Stelle die Einträge von der Zeile mit „Where can the orange“ bis einschließlich der Zeile mit „x=98, y=163“ als CSV mit den zwei Spalten „text“ und „antwort“ dar, eine Zeile pro Eintrag mit seinem Text und seiner Antwort. Setze jedes Feld in Anführungszeichen und ersetze Zeilenumbrüche darin durch Leerzeichen.

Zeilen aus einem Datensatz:
━━━━━━━━━━━━━━━━━━━━━━━━━━━━━━

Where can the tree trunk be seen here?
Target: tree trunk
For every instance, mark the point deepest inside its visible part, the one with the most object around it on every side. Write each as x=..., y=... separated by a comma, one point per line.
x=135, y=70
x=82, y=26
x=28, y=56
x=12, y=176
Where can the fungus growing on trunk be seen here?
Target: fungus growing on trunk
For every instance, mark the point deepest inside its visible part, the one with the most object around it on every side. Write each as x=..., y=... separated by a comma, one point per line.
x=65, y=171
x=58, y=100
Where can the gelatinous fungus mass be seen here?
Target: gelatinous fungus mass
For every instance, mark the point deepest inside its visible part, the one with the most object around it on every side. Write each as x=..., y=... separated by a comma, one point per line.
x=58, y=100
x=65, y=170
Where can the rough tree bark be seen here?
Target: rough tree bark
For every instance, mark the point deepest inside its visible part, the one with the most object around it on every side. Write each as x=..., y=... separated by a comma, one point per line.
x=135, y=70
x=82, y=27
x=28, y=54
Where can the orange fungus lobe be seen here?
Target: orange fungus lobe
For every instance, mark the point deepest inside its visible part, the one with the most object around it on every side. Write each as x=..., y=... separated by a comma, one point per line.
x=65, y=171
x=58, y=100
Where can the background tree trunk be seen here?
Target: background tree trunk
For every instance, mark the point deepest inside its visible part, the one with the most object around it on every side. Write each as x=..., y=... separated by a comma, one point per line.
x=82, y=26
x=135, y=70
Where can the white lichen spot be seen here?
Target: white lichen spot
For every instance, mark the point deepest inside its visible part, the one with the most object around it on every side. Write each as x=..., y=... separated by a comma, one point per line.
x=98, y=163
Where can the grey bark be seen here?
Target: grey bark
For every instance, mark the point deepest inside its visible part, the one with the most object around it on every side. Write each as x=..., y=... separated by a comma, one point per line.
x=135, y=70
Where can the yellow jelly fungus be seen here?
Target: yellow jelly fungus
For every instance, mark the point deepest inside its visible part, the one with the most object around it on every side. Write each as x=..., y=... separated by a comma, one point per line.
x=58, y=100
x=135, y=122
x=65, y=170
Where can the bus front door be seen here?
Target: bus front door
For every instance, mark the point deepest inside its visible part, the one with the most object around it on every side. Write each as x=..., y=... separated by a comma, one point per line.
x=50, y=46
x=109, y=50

━━━━━━━━━━━━━━━━━━━━━━━━━━━━━━

DEINE LÖSUNG:
text,antwort
"Where can the orange fungus lobe be seen here? Target: orange fungus lobe For every instance, mark the point deepest inside its visible part, the one with the most object around it on every side. Write each as x=..., y=... separated by a comma, one point per line.","x=65, y=171 x=58, y=100"
"Where can the background tree trunk be seen here? Target: background tree trunk For every instance, mark the point deepest inside its visible part, the one with the most object around it on every side. Write each as x=..., y=... separated by a comma, one point per line.","x=82, y=26 x=135, y=70"
"Where can the white lichen spot be seen here? Target: white lichen spot For every instance, mark the point deepest inside its visible part, the one with the most object around it on every side. Write each as x=..., y=... separated by a comma, one point per line.","x=98, y=163"